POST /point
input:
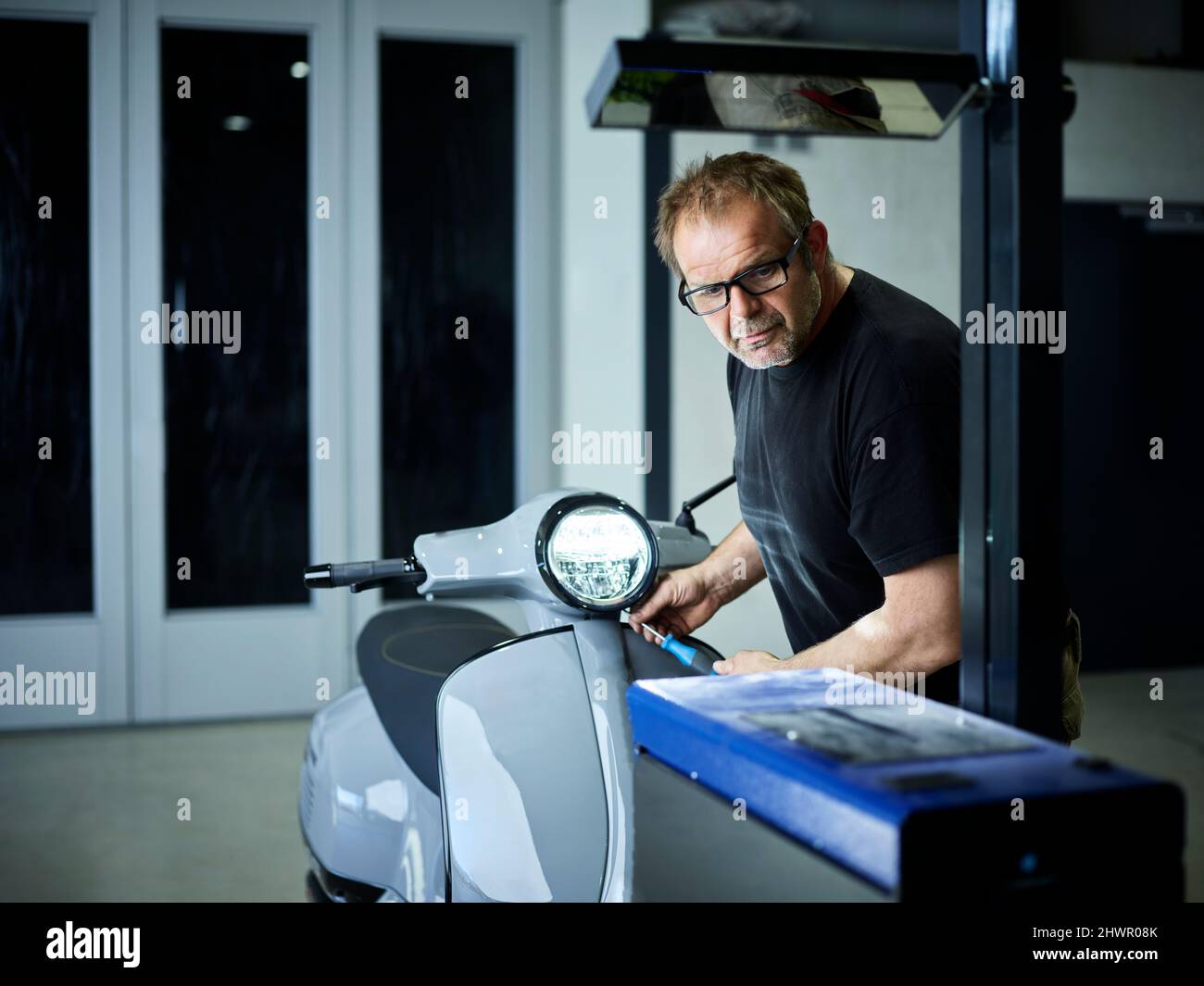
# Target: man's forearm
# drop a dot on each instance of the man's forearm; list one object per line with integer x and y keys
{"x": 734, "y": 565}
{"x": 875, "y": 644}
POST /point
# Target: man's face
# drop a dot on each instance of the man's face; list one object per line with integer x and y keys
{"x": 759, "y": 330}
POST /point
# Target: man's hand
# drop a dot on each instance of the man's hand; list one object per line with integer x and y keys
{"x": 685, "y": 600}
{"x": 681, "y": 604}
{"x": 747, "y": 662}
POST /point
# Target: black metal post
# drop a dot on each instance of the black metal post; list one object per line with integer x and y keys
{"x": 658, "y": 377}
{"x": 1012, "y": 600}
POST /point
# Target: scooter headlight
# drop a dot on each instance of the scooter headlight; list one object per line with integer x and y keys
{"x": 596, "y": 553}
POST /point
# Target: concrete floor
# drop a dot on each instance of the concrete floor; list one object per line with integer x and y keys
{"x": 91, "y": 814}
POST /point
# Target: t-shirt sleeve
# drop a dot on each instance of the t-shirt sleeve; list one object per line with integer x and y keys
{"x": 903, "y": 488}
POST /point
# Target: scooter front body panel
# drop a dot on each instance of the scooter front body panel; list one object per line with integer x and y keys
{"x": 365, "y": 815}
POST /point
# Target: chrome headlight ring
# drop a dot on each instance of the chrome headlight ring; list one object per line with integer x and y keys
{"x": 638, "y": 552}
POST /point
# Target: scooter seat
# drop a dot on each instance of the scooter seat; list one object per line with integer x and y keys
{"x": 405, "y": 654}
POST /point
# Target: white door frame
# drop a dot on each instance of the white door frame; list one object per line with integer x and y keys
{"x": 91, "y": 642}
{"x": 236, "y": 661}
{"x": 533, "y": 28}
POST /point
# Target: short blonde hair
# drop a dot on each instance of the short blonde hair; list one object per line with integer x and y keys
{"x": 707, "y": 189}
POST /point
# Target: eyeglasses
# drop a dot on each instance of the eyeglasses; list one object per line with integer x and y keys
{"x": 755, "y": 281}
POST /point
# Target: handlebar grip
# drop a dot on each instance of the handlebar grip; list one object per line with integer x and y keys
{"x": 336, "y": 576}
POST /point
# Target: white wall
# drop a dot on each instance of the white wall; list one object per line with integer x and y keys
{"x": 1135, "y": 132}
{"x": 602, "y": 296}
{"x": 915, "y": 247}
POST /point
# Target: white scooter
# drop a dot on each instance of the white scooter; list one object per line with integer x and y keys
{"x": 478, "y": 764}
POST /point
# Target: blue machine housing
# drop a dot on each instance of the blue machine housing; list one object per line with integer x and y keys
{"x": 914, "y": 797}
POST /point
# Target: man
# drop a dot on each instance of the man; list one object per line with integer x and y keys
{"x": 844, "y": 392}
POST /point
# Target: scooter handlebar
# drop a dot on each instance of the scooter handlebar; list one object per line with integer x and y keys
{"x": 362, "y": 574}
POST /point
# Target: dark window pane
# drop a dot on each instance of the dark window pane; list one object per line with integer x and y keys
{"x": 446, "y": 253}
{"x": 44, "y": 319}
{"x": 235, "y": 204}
:::
▸ Goal:
Return every line of the data above that contains the word "hair", treating uppercase and lowercase letters as different.

▸ Reply:
# Target: short blonde hair
# drop a dot on each instance of the short blonde hair; list one object per line with integer x and y keys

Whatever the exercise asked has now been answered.